Reactive Programming using Reactive Values

If you’ve read previous posts about GUI programming in Haskell, you’ll know that reactive programming allows us to write simpler, less coupled controllers and to move much of our logic to the model of our applications. But how can we realise such stateful elements in Haskell? Meet Reactive Values.

Reactive Values

Reactive values are typed, read/write mutable values whose changes we can listen to. Let’s break that into four parts:

  • Typed: every reactive value has one, and only one type which corresponds to the type of elements it holds inside.
  • Read-only/write-only/read-write: every reactive value can be read, written or both, but not all reactive values can be read, and not all can be written to.
  • Mutable references: every reactive value behaves like a mutable reference. This is particularly important, because it breaks apart from FRP implementations. Reactive values are impure, stateful.
  • Change notification: reactive values allow us to react to changes to them. This will allow us to build a declarative layer in which reactive values depend on one another (and change notification will be hidden from us).

Examples

In the UI world, examples of RVs abound. Think of a text entry, for example. Its text could be held in a reactive RW String value, and whether it’s enabled or disabled, in a reactive RW Boolean value.

If we move to more abstract structures, we can think of the data in our models, for instance. An integer in our model, holding our user’s year of birth, could be a reactive RW Int value, and we could easily hold the filename of the currently opened file in a ReadWrite (Maybe Filepath).

This model accommodates other kinds of interactive systems, for instance, network communication. Incoming messages could be presented in a read-only ByteString, whereas an operation that sends a message to an external server could be seen as a write-only reactive value (of some type).

■ Data extract
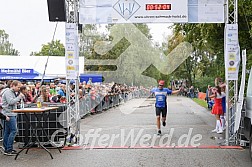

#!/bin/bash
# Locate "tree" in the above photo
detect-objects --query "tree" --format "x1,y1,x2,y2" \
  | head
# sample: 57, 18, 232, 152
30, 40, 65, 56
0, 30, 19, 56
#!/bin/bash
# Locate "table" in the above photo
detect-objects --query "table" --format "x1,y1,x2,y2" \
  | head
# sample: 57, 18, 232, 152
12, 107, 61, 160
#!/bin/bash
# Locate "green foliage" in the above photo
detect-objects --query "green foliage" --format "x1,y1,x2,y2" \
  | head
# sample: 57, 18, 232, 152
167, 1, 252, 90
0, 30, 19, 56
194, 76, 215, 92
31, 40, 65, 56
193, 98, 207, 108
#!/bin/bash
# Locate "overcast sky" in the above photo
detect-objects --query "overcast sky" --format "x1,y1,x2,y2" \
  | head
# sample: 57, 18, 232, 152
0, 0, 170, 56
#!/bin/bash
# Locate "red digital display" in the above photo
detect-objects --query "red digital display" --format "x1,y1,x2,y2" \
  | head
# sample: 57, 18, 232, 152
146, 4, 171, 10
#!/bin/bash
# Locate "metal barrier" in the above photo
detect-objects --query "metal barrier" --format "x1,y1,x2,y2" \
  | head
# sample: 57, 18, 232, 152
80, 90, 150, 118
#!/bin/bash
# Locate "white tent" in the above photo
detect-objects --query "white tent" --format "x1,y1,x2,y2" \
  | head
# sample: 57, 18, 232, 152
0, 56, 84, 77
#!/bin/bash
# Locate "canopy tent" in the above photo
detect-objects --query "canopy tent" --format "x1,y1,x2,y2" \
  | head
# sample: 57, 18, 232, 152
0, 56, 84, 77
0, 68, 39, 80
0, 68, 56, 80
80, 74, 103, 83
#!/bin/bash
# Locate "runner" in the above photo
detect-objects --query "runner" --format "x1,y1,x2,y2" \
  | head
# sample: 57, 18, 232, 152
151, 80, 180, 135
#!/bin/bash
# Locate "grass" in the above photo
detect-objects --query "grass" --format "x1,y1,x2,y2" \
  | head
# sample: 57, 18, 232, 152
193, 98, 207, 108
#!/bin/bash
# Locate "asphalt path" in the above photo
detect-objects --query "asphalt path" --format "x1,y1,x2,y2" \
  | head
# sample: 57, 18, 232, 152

■ Parts of the exercise
1. Summarize the passage on reactive values in two sentences.
2. Continue the passage on reactive values from the point where it stops.

■ Expected results
1. Reactive values, offered as a way to build stateful elements for reactive GUI programming in Haskell, are typed, mutable references that can be readable, writable, or both, and whose changes can be listened to. Examples include a text entry's text and enabled state, model data such as a user's year of birth or the currently opened filename, and network messages that are received or sent.

2.
Back to the functional world with Reactive Rules

At this point, you either think this is great, or an aberration. Let’s make everything a bit more functional by adding data dependencies and liftings functions.

The previous specification is, in essence, a set/get/notify layer, that gives us a uniform interface to every element. It partially solves the problems stated in the previous post, since different event listeners, which can be installed in the model or in the view, take care of uni-directional change propagation. Thus, our event handlers can focus on propagating changes in one direction, and one direction only.

But this is not good enough. If you remember correctly, we already saw that IO code is evil and wants to dominate the world and kill little kittens, so we need to improve this a bit more. Meet the data propagation combinators.

Data dependencies and data propagation

Data dependencies can be specified with out model provided that certain properties are fulfilled:

  • The origin of the data is a readable value.
  • The destination is a writeable value.
  • Both types match.

That was easy! We can capture such information with the type signature of our combinators. It would be a bit pretentious to claim that data dependency does not provoke some sort of propagation, so we are going to use the symbols <:= and =:> for instance, as follows:

v  :: ReactiveRW String -- a read/write string reactive value
v  = undefined          -- Does not really matter for now
v2 :: ReactiveWO String -- a write-only string reactive value
v2 = undefined          -- No matter (for now)

rule1 = (v =:> v2)      -- Whenever v changes, v2 will be 'updated'

That turns out to be a really declarative way of implementing data transfers (or data dependencies). Since in many cases we will want bi-directional synchronisation, let’s define a more handy combinator =:= that will update either side when the other changes:

rule2 = (v =:= v2)  -- oh, oh, something's wrong

Well, we can’t do that to v2. It’s not fair, really. v2 is a read-only property, so it will never change. But we can do that if we have two read-write values:

v3 :: ReactiveRW String
v3 = undefined
rule2' = (v =:= v3) -- now it works

That is quite convenient. Now most normal changes to the UI will turn into simple data propagations, and bidirectionalities will require only one line of code! It’s it great?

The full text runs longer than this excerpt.